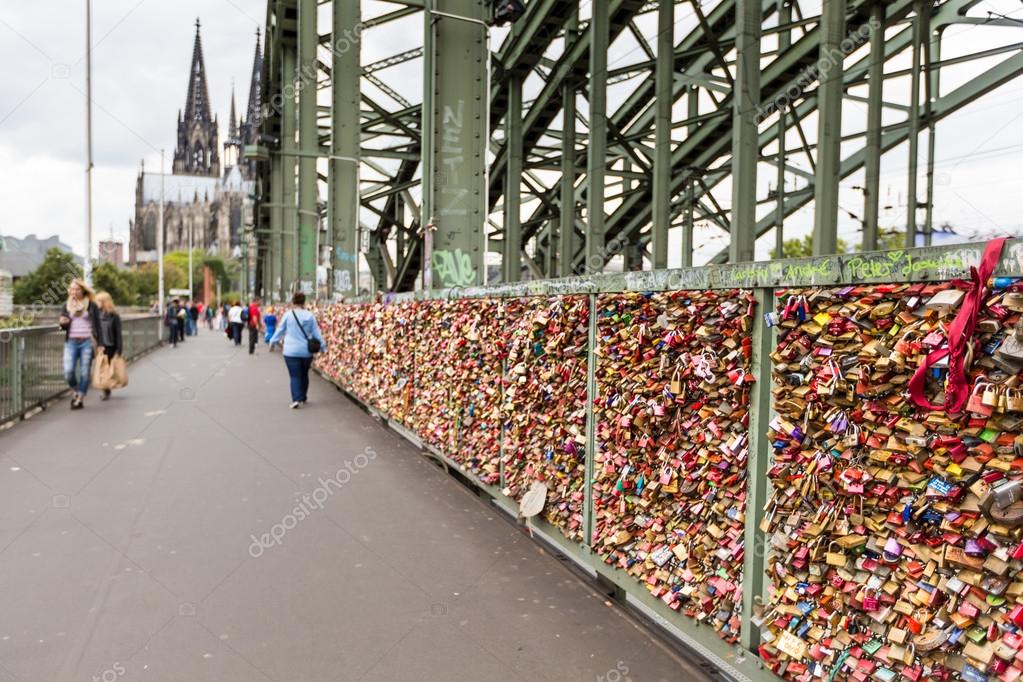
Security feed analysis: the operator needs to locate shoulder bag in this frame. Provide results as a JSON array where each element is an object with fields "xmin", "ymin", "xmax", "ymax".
[{"xmin": 292, "ymin": 310, "xmax": 320, "ymax": 355}]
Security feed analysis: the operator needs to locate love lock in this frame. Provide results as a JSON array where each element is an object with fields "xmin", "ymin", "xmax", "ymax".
[
  {"xmin": 760, "ymin": 283, "xmax": 1023, "ymax": 681},
  {"xmin": 593, "ymin": 290, "xmax": 754, "ymax": 642}
]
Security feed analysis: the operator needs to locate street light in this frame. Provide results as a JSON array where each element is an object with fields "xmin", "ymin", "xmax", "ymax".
[{"xmin": 83, "ymin": 0, "xmax": 92, "ymax": 286}]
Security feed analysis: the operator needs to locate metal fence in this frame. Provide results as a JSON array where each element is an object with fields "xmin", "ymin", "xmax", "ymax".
[
  {"xmin": 0, "ymin": 315, "xmax": 163, "ymax": 423},
  {"xmin": 319, "ymin": 239, "xmax": 1023, "ymax": 682}
]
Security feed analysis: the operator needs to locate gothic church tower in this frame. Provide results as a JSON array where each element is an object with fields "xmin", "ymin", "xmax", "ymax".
[{"xmin": 173, "ymin": 19, "xmax": 220, "ymax": 178}]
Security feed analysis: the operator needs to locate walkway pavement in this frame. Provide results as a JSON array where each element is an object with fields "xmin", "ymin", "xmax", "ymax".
[{"xmin": 0, "ymin": 332, "xmax": 704, "ymax": 682}]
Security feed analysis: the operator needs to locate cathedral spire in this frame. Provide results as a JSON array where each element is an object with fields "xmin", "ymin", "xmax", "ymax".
[
  {"xmin": 185, "ymin": 17, "xmax": 213, "ymax": 122},
  {"xmin": 237, "ymin": 29, "xmax": 263, "ymax": 180},
  {"xmin": 243, "ymin": 29, "xmax": 263, "ymax": 137},
  {"xmin": 227, "ymin": 83, "xmax": 238, "ymax": 142},
  {"xmin": 173, "ymin": 18, "xmax": 220, "ymax": 177}
]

Goal of the exercise: Reproduce all entries exactly. Pictures do not belong in the copy.

The output:
Security feed analysis: the operator needs to locate shoulder bag in this frame. Provide results as a JSON array where each element is an object with fields "xmin", "ymin", "xmax", "ymax".
[{"xmin": 292, "ymin": 310, "xmax": 320, "ymax": 355}]
Security feed analysis: the operator needs to locate love lock in this frame. Provide results as a JSON array where each element is an object with fields "xmin", "ymin", "xmax", "ymax".
[
  {"xmin": 760, "ymin": 283, "xmax": 1023, "ymax": 681},
  {"xmin": 593, "ymin": 290, "xmax": 754, "ymax": 642}
]
Security feed analysis: the operator needs to locate street light in this frame. Provide results as a JSON array where each element is an object with fields "xmin", "ymin", "xmax", "ymax".
[{"xmin": 83, "ymin": 0, "xmax": 92, "ymax": 286}]
Security feed analysis: the operator needs to locate metal fence in this frame. Provide results as a JSON array where each element is an object with fields "xmin", "ymin", "xmax", "ymax".
[
  {"xmin": 0, "ymin": 315, "xmax": 163, "ymax": 423},
  {"xmin": 319, "ymin": 239, "xmax": 1023, "ymax": 682}
]
Security feed analysis: the operator needs to locate gothic church tower in this frame. Provide results as a JSON array where each element is an object with fields "xmin", "ymin", "xmax", "ymax".
[{"xmin": 173, "ymin": 19, "xmax": 220, "ymax": 178}]
Security feed analysis: the operator needs to locate walkway pavement in this frame. Provide results as a JSON array where each element is an object with fields "xmin", "ymin", "xmax", "ymax".
[{"xmin": 0, "ymin": 332, "xmax": 704, "ymax": 682}]
Security feed analysis: the operator needs to locate cathedral spire in this frame. Provide results as a JSON array where each element is an object with fields "xmin", "ymin", "xmax", "ymax".
[
  {"xmin": 185, "ymin": 17, "xmax": 213, "ymax": 122},
  {"xmin": 237, "ymin": 29, "xmax": 263, "ymax": 180},
  {"xmin": 243, "ymin": 29, "xmax": 263, "ymax": 137},
  {"xmin": 227, "ymin": 83, "xmax": 238, "ymax": 142},
  {"xmin": 173, "ymin": 18, "xmax": 220, "ymax": 177}
]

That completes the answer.